======== ENTRIES SHOWN

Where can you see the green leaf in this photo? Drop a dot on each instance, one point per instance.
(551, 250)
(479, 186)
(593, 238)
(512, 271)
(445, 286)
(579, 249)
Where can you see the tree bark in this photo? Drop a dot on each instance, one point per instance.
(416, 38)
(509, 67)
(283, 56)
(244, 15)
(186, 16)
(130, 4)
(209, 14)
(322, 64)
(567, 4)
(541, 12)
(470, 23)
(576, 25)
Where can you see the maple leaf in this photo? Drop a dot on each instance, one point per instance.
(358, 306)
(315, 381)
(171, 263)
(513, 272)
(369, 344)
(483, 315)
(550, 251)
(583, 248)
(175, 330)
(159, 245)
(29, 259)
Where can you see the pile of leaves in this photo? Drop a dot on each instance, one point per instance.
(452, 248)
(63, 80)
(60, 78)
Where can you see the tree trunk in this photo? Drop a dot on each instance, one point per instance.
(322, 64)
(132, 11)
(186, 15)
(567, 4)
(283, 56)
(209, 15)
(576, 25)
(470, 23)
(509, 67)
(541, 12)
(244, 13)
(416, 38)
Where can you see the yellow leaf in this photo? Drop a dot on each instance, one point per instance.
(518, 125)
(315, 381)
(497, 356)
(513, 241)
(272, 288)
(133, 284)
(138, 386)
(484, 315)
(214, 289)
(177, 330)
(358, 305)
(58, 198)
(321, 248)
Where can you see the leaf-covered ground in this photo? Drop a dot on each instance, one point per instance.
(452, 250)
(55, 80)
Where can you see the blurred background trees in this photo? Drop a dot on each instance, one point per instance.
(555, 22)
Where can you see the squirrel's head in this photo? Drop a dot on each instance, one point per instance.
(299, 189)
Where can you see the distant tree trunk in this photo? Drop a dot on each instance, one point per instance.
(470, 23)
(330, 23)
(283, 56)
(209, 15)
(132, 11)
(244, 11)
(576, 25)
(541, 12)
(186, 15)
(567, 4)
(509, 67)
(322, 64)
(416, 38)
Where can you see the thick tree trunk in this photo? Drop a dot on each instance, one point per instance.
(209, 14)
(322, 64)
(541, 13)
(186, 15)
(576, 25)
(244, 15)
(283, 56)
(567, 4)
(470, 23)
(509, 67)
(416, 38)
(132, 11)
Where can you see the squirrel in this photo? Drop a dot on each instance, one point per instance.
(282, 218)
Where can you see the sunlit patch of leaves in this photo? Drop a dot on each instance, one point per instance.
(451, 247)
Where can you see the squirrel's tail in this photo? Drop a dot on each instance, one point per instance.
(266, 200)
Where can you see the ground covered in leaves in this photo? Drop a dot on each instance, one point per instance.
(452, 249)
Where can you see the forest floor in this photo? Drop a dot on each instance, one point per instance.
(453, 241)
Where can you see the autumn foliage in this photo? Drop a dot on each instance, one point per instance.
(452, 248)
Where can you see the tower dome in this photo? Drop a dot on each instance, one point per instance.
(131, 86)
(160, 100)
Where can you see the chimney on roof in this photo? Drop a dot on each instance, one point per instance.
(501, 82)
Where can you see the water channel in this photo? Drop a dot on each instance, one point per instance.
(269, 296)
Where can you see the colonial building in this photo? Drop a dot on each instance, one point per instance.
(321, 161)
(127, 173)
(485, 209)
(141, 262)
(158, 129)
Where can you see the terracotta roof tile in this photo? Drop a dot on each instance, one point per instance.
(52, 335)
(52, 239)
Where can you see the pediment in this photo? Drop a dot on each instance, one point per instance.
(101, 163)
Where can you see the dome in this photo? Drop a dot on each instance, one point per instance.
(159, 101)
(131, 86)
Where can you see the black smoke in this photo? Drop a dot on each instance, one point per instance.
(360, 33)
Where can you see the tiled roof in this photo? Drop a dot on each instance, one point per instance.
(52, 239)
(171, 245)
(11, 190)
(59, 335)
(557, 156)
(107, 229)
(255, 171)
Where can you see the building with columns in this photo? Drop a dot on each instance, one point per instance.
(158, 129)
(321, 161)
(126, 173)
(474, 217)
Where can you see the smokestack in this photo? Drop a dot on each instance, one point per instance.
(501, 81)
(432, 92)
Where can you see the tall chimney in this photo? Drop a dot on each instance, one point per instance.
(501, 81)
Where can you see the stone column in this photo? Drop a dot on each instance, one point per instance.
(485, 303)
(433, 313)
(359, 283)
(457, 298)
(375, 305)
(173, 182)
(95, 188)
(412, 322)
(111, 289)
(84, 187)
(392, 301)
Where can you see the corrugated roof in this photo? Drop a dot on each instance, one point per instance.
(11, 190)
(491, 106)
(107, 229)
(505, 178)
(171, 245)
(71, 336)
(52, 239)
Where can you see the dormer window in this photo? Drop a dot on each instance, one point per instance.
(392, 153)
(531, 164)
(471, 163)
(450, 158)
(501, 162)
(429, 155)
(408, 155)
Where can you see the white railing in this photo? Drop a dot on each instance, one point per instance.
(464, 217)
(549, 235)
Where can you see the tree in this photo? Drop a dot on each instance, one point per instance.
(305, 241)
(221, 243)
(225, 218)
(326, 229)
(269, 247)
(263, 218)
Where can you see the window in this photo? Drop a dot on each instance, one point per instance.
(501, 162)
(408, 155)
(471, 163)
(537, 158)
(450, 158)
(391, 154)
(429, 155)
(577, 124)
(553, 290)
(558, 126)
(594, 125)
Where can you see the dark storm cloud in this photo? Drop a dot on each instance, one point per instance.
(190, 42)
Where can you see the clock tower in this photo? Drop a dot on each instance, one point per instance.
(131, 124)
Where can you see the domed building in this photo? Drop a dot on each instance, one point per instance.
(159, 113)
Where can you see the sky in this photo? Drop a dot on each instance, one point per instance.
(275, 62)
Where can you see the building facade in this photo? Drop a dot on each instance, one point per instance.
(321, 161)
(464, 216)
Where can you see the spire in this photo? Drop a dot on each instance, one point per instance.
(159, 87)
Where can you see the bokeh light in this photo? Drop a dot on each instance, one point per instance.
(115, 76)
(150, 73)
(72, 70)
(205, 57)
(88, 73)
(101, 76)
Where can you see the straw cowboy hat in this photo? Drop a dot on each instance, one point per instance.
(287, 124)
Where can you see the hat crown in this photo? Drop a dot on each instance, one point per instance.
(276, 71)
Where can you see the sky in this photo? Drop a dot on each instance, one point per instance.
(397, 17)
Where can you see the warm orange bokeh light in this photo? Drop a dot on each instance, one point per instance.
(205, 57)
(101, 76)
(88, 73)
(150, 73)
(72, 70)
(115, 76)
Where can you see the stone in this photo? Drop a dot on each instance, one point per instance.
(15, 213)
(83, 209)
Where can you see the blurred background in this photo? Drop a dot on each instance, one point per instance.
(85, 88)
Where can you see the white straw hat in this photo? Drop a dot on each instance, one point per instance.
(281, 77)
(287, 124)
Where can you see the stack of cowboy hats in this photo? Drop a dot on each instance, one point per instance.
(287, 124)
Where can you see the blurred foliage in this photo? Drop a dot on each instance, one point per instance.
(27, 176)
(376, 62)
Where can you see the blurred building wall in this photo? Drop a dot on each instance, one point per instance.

================

— WRITTEN TASK —
Copy each record from above exactly, and include every line.

— IN RESPONSE —
Where can you see the green leaf in this photo? Drop a dot on each instance, one point per instance.
(551, 250)
(479, 186)
(593, 238)
(512, 271)
(445, 286)
(579, 249)
Where can you see the tree bark in this photo? Drop a dot on each instance, one point per instance.
(416, 38)
(509, 67)
(283, 56)
(244, 15)
(186, 16)
(130, 4)
(209, 14)
(322, 64)
(567, 4)
(541, 12)
(470, 23)
(576, 25)
Where can you see the maple leaf in this photo? Drop a dot on each instance, one point per instance.
(358, 306)
(315, 381)
(171, 263)
(513, 272)
(369, 344)
(483, 315)
(550, 251)
(583, 248)
(175, 330)
(159, 245)
(29, 259)
Where can you see the pile of leaves in this photo? Drop a dot on each instance, one point per instance.
(452, 248)
(63, 80)
(60, 78)
Where can you see the tree trunk in this photo? Drop a dot on each instance, one point per instance.
(322, 64)
(132, 11)
(186, 15)
(567, 4)
(283, 56)
(209, 15)
(576, 25)
(470, 23)
(509, 67)
(541, 12)
(244, 13)
(416, 38)
Where can you see the yellow leaf in this photo? Drop a dot on each instance, one point per instance.
(518, 125)
(315, 381)
(497, 356)
(513, 241)
(272, 288)
(133, 284)
(138, 386)
(484, 315)
(214, 289)
(177, 330)
(358, 305)
(58, 198)
(321, 248)
Where can you see the leaf-covered ground in this photo? Drop a dot on each instance, one point per instance.
(452, 250)
(55, 80)
Where can you see the blurred background trees in this photo? Drop a dot on each instance, one point per instance.
(555, 22)
Where can you see the squirrel's head in this photo? Drop a dot on each instance, one point per instance.
(299, 189)
Where can you see the distant tree trunk in this photo? Drop a dot on each instance, one point per instance.
(470, 23)
(330, 23)
(283, 56)
(209, 15)
(132, 11)
(244, 11)
(576, 25)
(541, 12)
(186, 15)
(567, 4)
(509, 67)
(322, 64)
(416, 38)
Where can you see the thick tree trunk in this photo? Drop a dot on each instance, one point per instance.
(209, 14)
(322, 64)
(541, 13)
(186, 15)
(576, 25)
(244, 15)
(283, 56)
(567, 4)
(470, 23)
(509, 67)
(416, 38)
(132, 11)
Where can you see the squirrel in this photo? Drop a dot on each instance, one point per instance.
(282, 218)
Where can you see the sunlit patch of leaves in this photo? Drop a dot on each instance, one point per instance.
(451, 247)
Where can you see the squirrel's tail in this photo? Drop a dot on each instance, one point per instance.
(266, 200)
Where can you see the ground covered in leaves in this photo? Drop a dot on each instance, one point per instance.
(452, 249)
Where can you see the forest floor in this photo? Drop a dot on each instance, one point per instance.
(453, 241)
Where can you see the autumn foliage in this photo? Drop a dot on each instance, one point per instance.
(452, 248)
Where can you see the tower dome in this photo? Drop a dot on each instance, one point per instance.
(131, 86)
(160, 100)
Where can you see the chimney on roof in this photo? Drop a dot on each instance, one point per instance.
(501, 82)
Where can you see the water channel in this photo? Drop a dot on each instance, one point per instance.
(269, 296)
Where can you see the colonial building in this photo? Drop a dot on each instance, one point per instance.
(321, 161)
(127, 173)
(485, 209)
(141, 262)
(158, 129)
Where can you see the terracotta roof tile in this photo? Drop a dot on each instance, one point per instance.
(52, 335)
(52, 239)
Where can you see the pediment in this photo? Drop a dot on each instance, one point per instance.
(101, 163)
Where can you see the dome in this photo? Drop a dot on each instance, one point per instance.
(159, 101)
(131, 86)
Where can you see the black smoke in this photo? Drop a dot on each instance, one point per instance.
(360, 33)
Where can you see the tiled roof in this photo? Drop a dot on each instance, one point per instance.
(52, 239)
(171, 245)
(11, 190)
(59, 335)
(557, 156)
(107, 229)
(255, 171)
Where can you see the building with columns in this photo? Drop a dot on each instance, one point per instance.
(158, 129)
(321, 161)
(126, 173)
(474, 217)
Where can you see the smokestack in this photo? Drop a dot on each instance, one point per instance.
(501, 81)
(432, 92)
Where can you see the tall chimney in this photo? Drop a dot on each instance, one point per instance.
(501, 81)
Where can you see the stone column in this photo? Drop a dot on each instance, one point per instance.
(485, 303)
(433, 313)
(359, 283)
(457, 298)
(375, 305)
(173, 182)
(95, 188)
(412, 322)
(111, 289)
(84, 187)
(392, 301)
Where can you see the corrugated roof in this photo? Drop a dot on each instance, one point per instance.
(11, 190)
(491, 106)
(107, 229)
(505, 178)
(171, 245)
(71, 336)
(52, 239)
Where can you see the dormer window in this photo? Drop a dot on each instance, one point per instance.
(392, 153)
(531, 164)
(471, 163)
(450, 158)
(501, 162)
(429, 155)
(408, 155)
Where can you see the white railing in this photo? Drop a dot on each instance, one point per instance.
(464, 217)
(549, 235)
Where can you see the tree in this photo? Drop a dot on each instance, one point per instance.
(305, 241)
(221, 243)
(225, 218)
(326, 229)
(269, 247)
(263, 218)
Where can you see the window in this photo? Drop a dot on each instance, one point per instance.
(501, 162)
(408, 155)
(471, 163)
(537, 158)
(450, 158)
(391, 154)
(429, 155)
(577, 124)
(553, 290)
(558, 126)
(594, 125)
Where can you see the dark storm cloud in this photo? Drop a dot on each instance, one point per instance.
(190, 42)
Where can you see the clock tower in this photo? Drop a dot on each instance, one point per instance.
(131, 124)
Where can you see the domed building in this photo? Drop a dot on each instance, one point per instance.
(159, 113)
Where can you see the sky in this photo? Drop a dot on each instance, one point per instance.
(275, 62)
Where can you see the building facade in this photo? Drop a dot on each instance, one point per instance.
(321, 161)
(464, 216)
Where can you see the spire in this photo? Drop a dot on each instance, one point per instance.
(159, 87)
Where can you see the bokeh light in this photo? Drop a dot on each instance, one point per instance.
(115, 76)
(150, 73)
(72, 70)
(205, 57)
(88, 73)
(101, 76)
Where can you see the straw cowboy hat in this photo? Drop a dot on each instance, one point per instance.
(287, 124)
Where can you see the hat crown in this photo? Drop a dot on each instance, one point per instance.
(276, 71)
Where can you see the sky in this photo? Drop a dot on each instance, one point per instance.
(397, 17)
Where can you see the warm orange bokeh light in this photo? Drop a dot on each instance, one point per instance.
(205, 57)
(101, 76)
(88, 73)
(150, 73)
(72, 70)
(115, 76)
Where can you see the stone in this photo? Drop a dot on each instance, one point per instance.
(15, 213)
(83, 209)
Where can you see the blurred background in this photo? Drop a dot on each instance, one point per instance.
(85, 88)
Where can you see the white straw hat in this photo? Drop a dot on each instance, one point per instance.
(281, 77)
(287, 124)
Where can you see the stack of cowboy hats in this photo? Drop a dot on each instance, one point per instance.
(287, 124)
Where can you see the blurred foliage in this photo? Drop a dot on each instance, one point per instance.
(27, 176)
(376, 62)
Where can you see the blurred building wall in this photo? Drop a dot on each instance, one point per instance.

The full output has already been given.